WHAT YOU NEED TO DO =
Please present every line of the data below as a numbered list, leaving out any blank lines.

DATASET RECORDS =
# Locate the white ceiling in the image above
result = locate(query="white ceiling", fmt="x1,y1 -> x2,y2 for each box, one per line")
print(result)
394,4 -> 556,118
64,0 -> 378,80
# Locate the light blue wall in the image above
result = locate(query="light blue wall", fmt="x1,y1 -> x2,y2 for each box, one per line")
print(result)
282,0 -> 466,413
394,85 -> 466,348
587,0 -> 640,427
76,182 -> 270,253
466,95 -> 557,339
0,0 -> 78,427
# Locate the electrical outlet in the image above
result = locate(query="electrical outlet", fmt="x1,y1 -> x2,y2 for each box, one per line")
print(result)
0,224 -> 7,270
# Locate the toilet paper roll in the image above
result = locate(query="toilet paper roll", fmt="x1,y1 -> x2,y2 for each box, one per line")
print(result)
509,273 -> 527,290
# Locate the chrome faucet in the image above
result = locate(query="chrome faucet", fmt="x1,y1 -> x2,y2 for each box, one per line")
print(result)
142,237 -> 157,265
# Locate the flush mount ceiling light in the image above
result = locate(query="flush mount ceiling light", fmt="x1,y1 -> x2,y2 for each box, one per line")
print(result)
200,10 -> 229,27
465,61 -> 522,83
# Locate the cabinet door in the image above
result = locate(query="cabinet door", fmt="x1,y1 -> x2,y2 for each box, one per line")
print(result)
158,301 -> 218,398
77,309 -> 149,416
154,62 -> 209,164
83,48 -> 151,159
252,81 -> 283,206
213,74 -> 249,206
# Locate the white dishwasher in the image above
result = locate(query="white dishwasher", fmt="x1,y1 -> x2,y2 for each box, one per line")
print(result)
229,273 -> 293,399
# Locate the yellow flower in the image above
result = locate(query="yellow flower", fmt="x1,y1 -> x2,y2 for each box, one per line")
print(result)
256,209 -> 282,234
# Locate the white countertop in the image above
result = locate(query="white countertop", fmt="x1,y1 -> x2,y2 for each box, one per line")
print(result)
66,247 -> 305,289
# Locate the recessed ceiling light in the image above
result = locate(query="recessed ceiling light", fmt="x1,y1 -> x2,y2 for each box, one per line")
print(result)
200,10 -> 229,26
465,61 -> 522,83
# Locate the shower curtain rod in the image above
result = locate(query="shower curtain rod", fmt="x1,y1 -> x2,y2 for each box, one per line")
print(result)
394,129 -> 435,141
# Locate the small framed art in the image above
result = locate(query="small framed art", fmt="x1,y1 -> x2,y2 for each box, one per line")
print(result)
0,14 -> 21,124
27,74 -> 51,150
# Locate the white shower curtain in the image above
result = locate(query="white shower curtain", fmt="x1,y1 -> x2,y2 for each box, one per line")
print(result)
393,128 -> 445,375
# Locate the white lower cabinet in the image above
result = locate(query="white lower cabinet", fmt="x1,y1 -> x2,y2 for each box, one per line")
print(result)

RESULT OF THE EXERCISE =
1. # Locate the white ceiling in the image above
2. result = locate(query="white ceiling", fmt="x1,y1 -> x2,y2 for each box, one per line")
3. print(result)
4. 394,4 -> 556,118
5. 64,0 -> 378,80
6. # Locate the light blue wall in the image above
7. result = locate(query="light blue wall", fmt="x1,y1 -> x2,y2 for each box, one per line")
8. print(result)
9. 282,0 -> 466,413
10. 394,85 -> 466,348
11. 587,0 -> 640,427
12. 76,182 -> 270,253
13. 466,95 -> 557,339
14. 0,0 -> 78,427
15. # Locate the electrical outlet in the image above
16. result = locate(query="electrical outlet", fmt="x1,y1 -> x2,y2 for each box, one per line")
17. print(result)
18. 0,224 -> 7,270
19. # Locate the toilet paper roll in the image above
20. result = locate(query="toilet paper roll", fmt="x1,y1 -> x2,y2 for each box, one per line")
21. print(result)
22. 509,273 -> 527,290
23. # Locate the chrome faucet in the image above
24. result = locate(query="chrome faucet", fmt="x1,y1 -> x2,y2 for each box, one per line")
25. print(result)
26. 142,237 -> 157,265
27. # Locate the flush mount ceiling light in the image above
28. result = locate(query="flush mount ceiling light", fmt="x1,y1 -> x2,y2 for each box, one per line")
29. print(result)
30. 200,10 -> 229,27
31. 465,61 -> 522,83
32. # Locate the cabinet door in the image above
33. result = locate(query="cabinet door", fmt="x1,y1 -> x2,y2 for each box, one per line")
34. print(result)
35. 158,301 -> 218,398
36. 77,309 -> 149,416
37. 154,62 -> 209,164
38. 83,48 -> 151,159
39. 252,81 -> 283,206
40. 213,74 -> 249,206
41. # Locate the white dishwasher in the image above
42. result = locate(query="white dishwasher", fmt="x1,y1 -> x2,y2 for each box, one per line")
43. print(result)
44. 229,273 -> 293,399
45. # Locate the yellow flower in the image above
46. result = locate(query="yellow flower", fmt="x1,y1 -> x2,y2 for each box, one per line")
47. print(result)
48. 256,209 -> 282,234
49. # Locate the white countertop in the image above
50. result = locate(query="white countertop", fmt="x1,y1 -> x2,y2 for each box, one per line")
51. print(result)
52. 66,247 -> 305,289
53. # Locate the recessed ceiling light in the image above
54. result = locate(query="recessed ceiling light", fmt="x1,y1 -> x2,y2 for each box, one per line")
55. print(result)
56. 200,10 -> 229,26
57. 465,61 -> 522,83
58. # Locate the shower curtain rod in the image above
59. result = locate(query="shower curtain rod", fmt="x1,y1 -> x2,y2 for each box, one per line")
60. print(result)
61. 394,129 -> 435,141
62. # Locate the small framed art in the image above
63. result = locate(query="small framed art", fmt="x1,y1 -> x2,y2 for each box, one per line")
64. print(result)
65. 0,14 -> 21,124
66. 27,74 -> 51,150
67. # Locate the white shower curtain in the image above
68. result = locate(query="white shower curtain", fmt="x1,y1 -> x2,y2 for each box, one per line")
69. print(result)
70. 393,128 -> 445,375
71. # Locate the white lower cabinet in the image above
72. result = locate(query="white lower cabinet", fmt="x1,y1 -> x2,y2 for each box, one per line")
73. print(result)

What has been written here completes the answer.